WHAT YOU NEED TO DO: Each line in the listing below needs to be transcribed exactly.

ENTRIES SUPPLIED:
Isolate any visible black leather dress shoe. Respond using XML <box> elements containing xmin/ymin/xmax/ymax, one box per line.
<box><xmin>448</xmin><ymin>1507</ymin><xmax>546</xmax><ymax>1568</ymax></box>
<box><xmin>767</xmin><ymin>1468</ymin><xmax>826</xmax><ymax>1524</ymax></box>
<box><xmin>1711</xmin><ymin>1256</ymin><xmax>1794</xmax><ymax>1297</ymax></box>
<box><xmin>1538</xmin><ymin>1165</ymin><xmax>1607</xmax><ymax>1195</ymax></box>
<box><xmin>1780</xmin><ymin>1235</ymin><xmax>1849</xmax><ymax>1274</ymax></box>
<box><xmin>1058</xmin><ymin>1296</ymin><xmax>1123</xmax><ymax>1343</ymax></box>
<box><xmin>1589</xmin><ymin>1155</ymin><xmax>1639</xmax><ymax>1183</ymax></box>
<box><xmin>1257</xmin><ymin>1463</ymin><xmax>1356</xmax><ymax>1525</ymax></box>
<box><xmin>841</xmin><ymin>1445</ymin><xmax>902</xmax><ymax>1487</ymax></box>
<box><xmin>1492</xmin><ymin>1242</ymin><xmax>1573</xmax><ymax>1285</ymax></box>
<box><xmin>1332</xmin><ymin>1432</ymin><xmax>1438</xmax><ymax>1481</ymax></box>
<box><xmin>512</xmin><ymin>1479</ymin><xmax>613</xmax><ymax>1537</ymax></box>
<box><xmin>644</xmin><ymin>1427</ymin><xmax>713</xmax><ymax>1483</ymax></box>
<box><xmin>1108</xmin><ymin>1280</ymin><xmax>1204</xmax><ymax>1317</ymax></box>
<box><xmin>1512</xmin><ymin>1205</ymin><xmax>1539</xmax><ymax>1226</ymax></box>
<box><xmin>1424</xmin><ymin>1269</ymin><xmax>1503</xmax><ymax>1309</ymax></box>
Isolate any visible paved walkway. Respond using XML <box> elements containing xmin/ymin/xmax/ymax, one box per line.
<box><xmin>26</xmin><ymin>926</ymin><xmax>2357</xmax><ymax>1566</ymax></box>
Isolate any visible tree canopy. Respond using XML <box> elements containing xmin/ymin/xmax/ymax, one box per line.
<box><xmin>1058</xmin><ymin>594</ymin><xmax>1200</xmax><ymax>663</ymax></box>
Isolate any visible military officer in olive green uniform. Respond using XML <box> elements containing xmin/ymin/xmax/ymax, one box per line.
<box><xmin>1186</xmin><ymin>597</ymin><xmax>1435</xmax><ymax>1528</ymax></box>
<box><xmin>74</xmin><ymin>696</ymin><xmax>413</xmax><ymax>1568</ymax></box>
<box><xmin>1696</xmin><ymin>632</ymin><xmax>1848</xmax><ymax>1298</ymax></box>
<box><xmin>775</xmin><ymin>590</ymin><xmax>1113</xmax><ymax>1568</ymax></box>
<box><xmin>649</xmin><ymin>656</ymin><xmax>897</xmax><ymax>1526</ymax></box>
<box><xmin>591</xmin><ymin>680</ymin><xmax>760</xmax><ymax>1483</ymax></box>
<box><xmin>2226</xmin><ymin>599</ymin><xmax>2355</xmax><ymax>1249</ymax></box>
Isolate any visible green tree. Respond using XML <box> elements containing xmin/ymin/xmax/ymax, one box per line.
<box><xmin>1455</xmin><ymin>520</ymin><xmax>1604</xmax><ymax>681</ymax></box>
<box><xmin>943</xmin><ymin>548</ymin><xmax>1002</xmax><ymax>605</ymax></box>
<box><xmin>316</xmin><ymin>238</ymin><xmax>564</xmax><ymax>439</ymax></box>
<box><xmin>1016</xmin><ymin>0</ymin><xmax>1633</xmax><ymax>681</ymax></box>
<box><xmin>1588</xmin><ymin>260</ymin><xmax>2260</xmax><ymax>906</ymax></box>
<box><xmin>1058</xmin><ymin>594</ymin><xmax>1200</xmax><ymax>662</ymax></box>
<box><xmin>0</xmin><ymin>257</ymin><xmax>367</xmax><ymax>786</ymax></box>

RESULT OF THE TASK:
Isolate any visible black leather dress shoe. Respond using XML <box> elements containing xmin/ymin/xmax/ymax, one box per line.
<box><xmin>448</xmin><ymin>1507</ymin><xmax>546</xmax><ymax>1568</ymax></box>
<box><xmin>767</xmin><ymin>1468</ymin><xmax>826</xmax><ymax>1524</ymax></box>
<box><xmin>1711</xmin><ymin>1256</ymin><xmax>1794</xmax><ymax>1297</ymax></box>
<box><xmin>1538</xmin><ymin>1165</ymin><xmax>1607</xmax><ymax>1195</ymax></box>
<box><xmin>1780</xmin><ymin>1235</ymin><xmax>1849</xmax><ymax>1274</ymax></box>
<box><xmin>1058</xmin><ymin>1296</ymin><xmax>1123</xmax><ymax>1343</ymax></box>
<box><xmin>1589</xmin><ymin>1155</ymin><xmax>1639</xmax><ymax>1183</ymax></box>
<box><xmin>1257</xmin><ymin>1463</ymin><xmax>1356</xmax><ymax>1525</ymax></box>
<box><xmin>841</xmin><ymin>1445</ymin><xmax>902</xmax><ymax>1487</ymax></box>
<box><xmin>1492</xmin><ymin>1242</ymin><xmax>1573</xmax><ymax>1285</ymax></box>
<box><xmin>1332</xmin><ymin>1432</ymin><xmax>1438</xmax><ymax>1481</ymax></box>
<box><xmin>512</xmin><ymin>1479</ymin><xmax>613</xmax><ymax>1537</ymax></box>
<box><xmin>644</xmin><ymin>1427</ymin><xmax>713</xmax><ymax>1483</ymax></box>
<box><xmin>1108</xmin><ymin>1280</ymin><xmax>1204</xmax><ymax>1317</ymax></box>
<box><xmin>1512</xmin><ymin>1205</ymin><xmax>1539</xmax><ymax>1226</ymax></box>
<box><xmin>1424</xmin><ymin>1269</ymin><xmax>1503</xmax><ymax>1309</ymax></box>
Isolate any visible paved walkway. Respond using XML <box> elements containing xmin/ymin/xmax/ymax, one box per line.
<box><xmin>26</xmin><ymin>926</ymin><xmax>2357</xmax><ymax>1566</ymax></box>
Isolate any visible tree canopy. Respond using XML <box> elements containing xmin/ymin/xmax/ymax, one box per line.
<box><xmin>1058</xmin><ymin>594</ymin><xmax>1200</xmax><ymax>663</ymax></box>
Isolate any visible military officer in olive green uniform. Respond using XML <box> elements containing xmin/ymin/xmax/ymax, one box per line.
<box><xmin>1186</xmin><ymin>597</ymin><xmax>1435</xmax><ymax>1528</ymax></box>
<box><xmin>74</xmin><ymin>696</ymin><xmax>413</xmax><ymax>1568</ymax></box>
<box><xmin>1696</xmin><ymin>632</ymin><xmax>1848</xmax><ymax>1298</ymax></box>
<box><xmin>775</xmin><ymin>590</ymin><xmax>1113</xmax><ymax>1568</ymax></box>
<box><xmin>649</xmin><ymin>656</ymin><xmax>897</xmax><ymax>1526</ymax></box>
<box><xmin>591</xmin><ymin>680</ymin><xmax>760</xmax><ymax>1483</ymax></box>
<box><xmin>2226</xmin><ymin>599</ymin><xmax>2355</xmax><ymax>1249</ymax></box>
Isolate any visible green tree. Respond using XML <box> elements containing xmin/ymin/xmax/ymax, one box per line.
<box><xmin>1455</xmin><ymin>520</ymin><xmax>1604</xmax><ymax>681</ymax></box>
<box><xmin>943</xmin><ymin>548</ymin><xmax>1002</xmax><ymax>605</ymax></box>
<box><xmin>316</xmin><ymin>238</ymin><xmax>564</xmax><ymax>439</ymax></box>
<box><xmin>1016</xmin><ymin>0</ymin><xmax>1633</xmax><ymax>681</ymax></box>
<box><xmin>1588</xmin><ymin>260</ymin><xmax>2260</xmax><ymax>906</ymax></box>
<box><xmin>1058</xmin><ymin>594</ymin><xmax>1200</xmax><ymax>662</ymax></box>
<box><xmin>0</xmin><ymin>257</ymin><xmax>367</xmax><ymax>786</ymax></box>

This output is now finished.